▸ Document excerpt:
* * * *

Species that rely on the oilseed plants are three times more likely to experience population declines than those that do not, researchers concluded. In five of the worst-affected species, the declines topped 20 percent, rising to 30 percent for the worst-hit species, the sharp-collared furrow bee. They published the results of their study Tuesday in Nature Communications. Neonics have previously been shown to cause adverse effects in bees in small-scale laboratory studies, but this is the first time it has been linked to bee population decline in nature. "Prior to this, people had an idea that something might be happening, but no-one had an idea of the scale," said Ben Woodcock, lead author of the paper and a researcher at the Natural Environmental Research Council Center for Ecology and Hydrology in the U.K., speaking to Reuters. "(Our results show that) it's long-term, it's large scale, and it's many more species than we knew about before."

Bees Under Pressure

While neonicotinoids do not necessarily directly kill the bees, they cause a range of sub-lethal problems, say the researchers. Depending on the kind of bee, the chemical can cause bees to eat or forage less, negatively affect reproduction cycles, and disrupt flying and navigation, all of which reduce their overall fitness and place additional stress on the hive. Neonics are no stranger to controversy, as studies have arrived at competing conclusions about how they affect hive health. According to a USDA-led study, neonicotinoids, in quantities used for agricultural purposes, "had negligible effects on colony health and are unlikely a sole cause of colony declines." Chensheng Lu, a Harvard environmental scientist, was also hit with a wave of criticism after he published a study in 2014 "definitively" linking colony collapse disorder with neonics. It turned out that bees in the study received doses of the pesticide at levels 10 to 100 times the level they would encounter in the wild. No surprise, his methods were called into question and dismissed as unreliable.

* * * *

▸ Short problem 1: In the stretch of entries from the first one through the line containing "x=506 y=247", swap "innermost point" for "central point" and change nothing else. Return only those lines.
The entries that come next are unrelated to the article on neonicotinoids and bee decline.

* * * *

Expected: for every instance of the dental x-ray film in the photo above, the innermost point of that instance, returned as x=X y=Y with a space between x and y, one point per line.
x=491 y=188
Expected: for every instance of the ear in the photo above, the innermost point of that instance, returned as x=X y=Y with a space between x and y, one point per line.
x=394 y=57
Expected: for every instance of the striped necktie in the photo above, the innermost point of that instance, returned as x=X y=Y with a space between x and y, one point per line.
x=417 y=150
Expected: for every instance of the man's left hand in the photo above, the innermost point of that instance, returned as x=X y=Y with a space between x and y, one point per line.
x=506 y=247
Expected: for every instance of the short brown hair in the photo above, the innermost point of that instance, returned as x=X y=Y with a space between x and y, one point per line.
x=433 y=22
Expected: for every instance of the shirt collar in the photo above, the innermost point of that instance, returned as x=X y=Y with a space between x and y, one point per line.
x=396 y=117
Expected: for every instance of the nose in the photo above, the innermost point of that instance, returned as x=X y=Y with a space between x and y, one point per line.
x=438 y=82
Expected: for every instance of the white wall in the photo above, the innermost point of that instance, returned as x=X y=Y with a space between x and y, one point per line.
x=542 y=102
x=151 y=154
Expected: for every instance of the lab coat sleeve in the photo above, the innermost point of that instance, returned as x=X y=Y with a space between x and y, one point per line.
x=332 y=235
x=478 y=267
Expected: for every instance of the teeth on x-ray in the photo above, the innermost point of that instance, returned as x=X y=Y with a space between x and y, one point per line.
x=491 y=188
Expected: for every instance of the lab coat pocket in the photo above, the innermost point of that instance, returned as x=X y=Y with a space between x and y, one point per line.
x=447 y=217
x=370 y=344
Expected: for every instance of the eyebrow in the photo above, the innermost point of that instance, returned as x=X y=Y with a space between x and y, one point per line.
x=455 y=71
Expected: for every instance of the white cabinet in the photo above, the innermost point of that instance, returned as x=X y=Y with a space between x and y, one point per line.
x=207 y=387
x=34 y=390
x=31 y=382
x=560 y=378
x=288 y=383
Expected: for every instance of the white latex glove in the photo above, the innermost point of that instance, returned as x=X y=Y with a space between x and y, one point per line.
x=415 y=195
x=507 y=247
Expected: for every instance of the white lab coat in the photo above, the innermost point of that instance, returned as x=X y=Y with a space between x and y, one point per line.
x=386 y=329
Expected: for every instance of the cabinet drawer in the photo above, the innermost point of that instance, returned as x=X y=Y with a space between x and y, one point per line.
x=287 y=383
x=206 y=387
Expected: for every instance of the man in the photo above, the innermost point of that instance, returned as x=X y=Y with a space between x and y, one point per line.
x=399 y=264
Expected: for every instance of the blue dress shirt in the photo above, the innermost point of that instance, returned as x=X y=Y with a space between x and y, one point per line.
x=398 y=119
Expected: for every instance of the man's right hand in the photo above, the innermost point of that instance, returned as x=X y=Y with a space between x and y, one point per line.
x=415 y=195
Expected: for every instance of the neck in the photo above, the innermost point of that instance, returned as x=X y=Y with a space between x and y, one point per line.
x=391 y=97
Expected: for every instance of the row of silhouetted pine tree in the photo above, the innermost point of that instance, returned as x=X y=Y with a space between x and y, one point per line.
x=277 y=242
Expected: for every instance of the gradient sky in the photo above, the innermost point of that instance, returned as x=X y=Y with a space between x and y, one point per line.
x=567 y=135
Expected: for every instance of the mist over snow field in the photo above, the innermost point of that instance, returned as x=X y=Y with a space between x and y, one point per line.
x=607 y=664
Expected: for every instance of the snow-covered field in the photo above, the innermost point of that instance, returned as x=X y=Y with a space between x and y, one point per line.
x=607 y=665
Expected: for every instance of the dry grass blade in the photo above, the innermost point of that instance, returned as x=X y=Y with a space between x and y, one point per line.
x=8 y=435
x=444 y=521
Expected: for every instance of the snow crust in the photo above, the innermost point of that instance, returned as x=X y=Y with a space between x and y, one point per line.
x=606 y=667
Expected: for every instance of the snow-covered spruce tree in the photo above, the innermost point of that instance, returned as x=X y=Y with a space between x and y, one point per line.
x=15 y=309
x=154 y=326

* * * *

▸ Short problem 2: Continue the article on neonicotinoids and bee decline from its last sentence.

▸ Result 1:
Expected: for every instance of the dental x-ray film in the photo above, the central point of that instance, returned as x=X y=Y with a space between x and y, one point per line.
x=491 y=188
Expected: for every instance of the ear in the photo above, the central point of that instance, returned as x=X y=Y with a space between x and y, one point per line.
x=394 y=57
Expected: for every instance of the striped necktie in the photo above, the central point of that instance, returned as x=X y=Y with a space between x and y, one point per line.
x=417 y=150
Expected: for every instance of the man's left hand in the photo above, the central point of that instance, returned as x=X y=Y with a space between x and y, one point per line.
x=506 y=247

▸ Result 2:
Bans Nonetheless

Neonicotinods were placed under moratorium by the European Union in 2013 after evidence of harm to bee colonies emerged. That temporary ban is set to be reviewed this year. The pending Brexit could affect the status of that ban, however, as the moratorium came from the EU — some exemptions to the ban are already in place in Britain. Some U.S. states, such as Maryland, have already banned the chemical. Last year, sulfoxaflor, a neonicotinoid insecticide, was banned across the U.S. Several other forms of the pesticide are up for review by the EPA in the next two years.